EXERCISE PROMPT :: Rewrite the listing below with "instance" changed to "object" wherever it occurs, keeping all else unchanged. Leave the pictures out of your version.

EXERCISE MATERIAL ::
<<<<

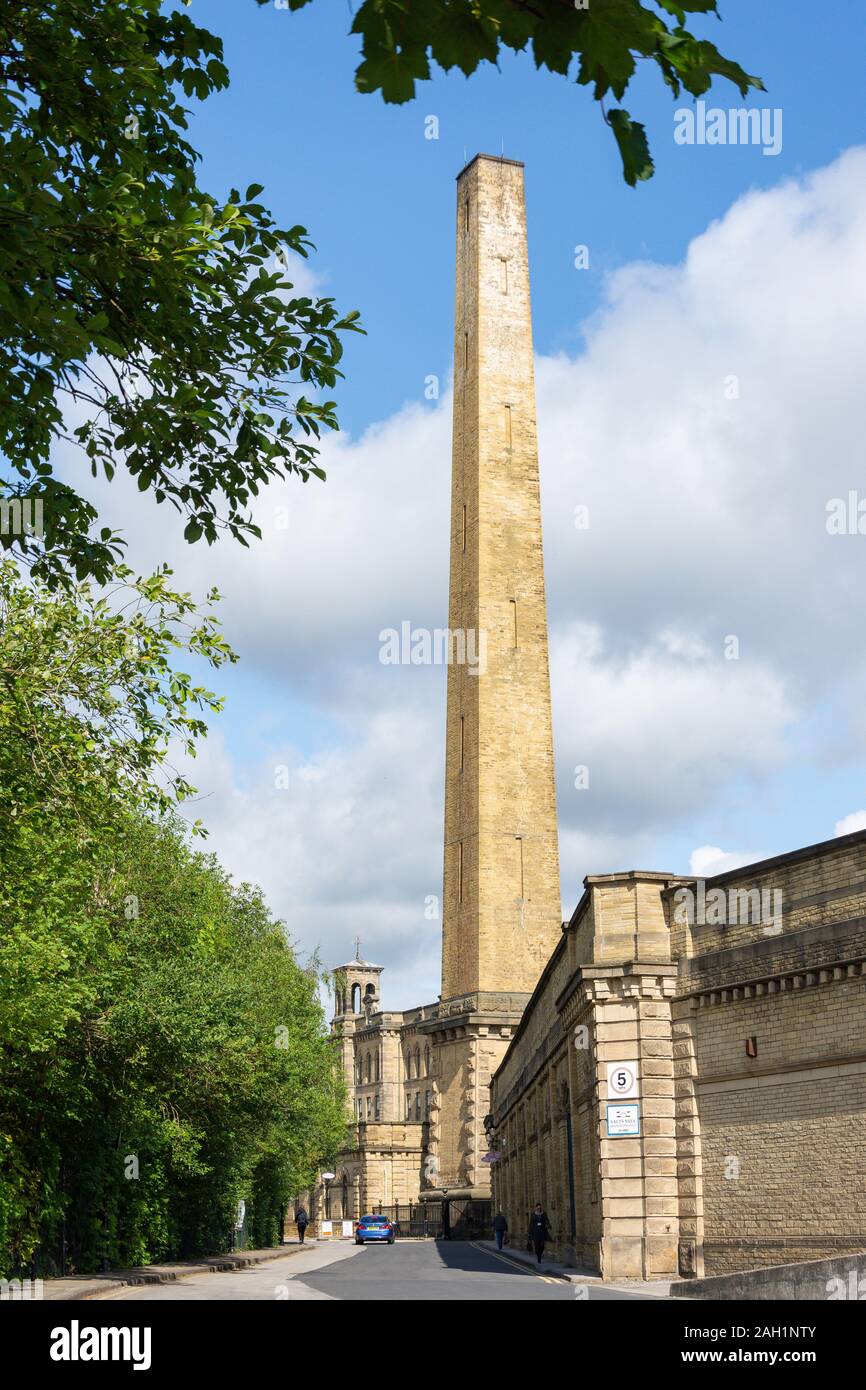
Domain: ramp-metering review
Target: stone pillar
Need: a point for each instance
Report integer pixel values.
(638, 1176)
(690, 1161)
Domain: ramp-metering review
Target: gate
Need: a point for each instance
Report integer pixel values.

>>>>

RESPONSE TO THE TASK ::
Domain: ramp-metering review
Target: stone pillar
Need: a point for each object
Report integer pixel values.
(638, 1176)
(690, 1161)
Domain: ramp-metering review
Target: gate
Need: a point for each object
Report integer pixel values.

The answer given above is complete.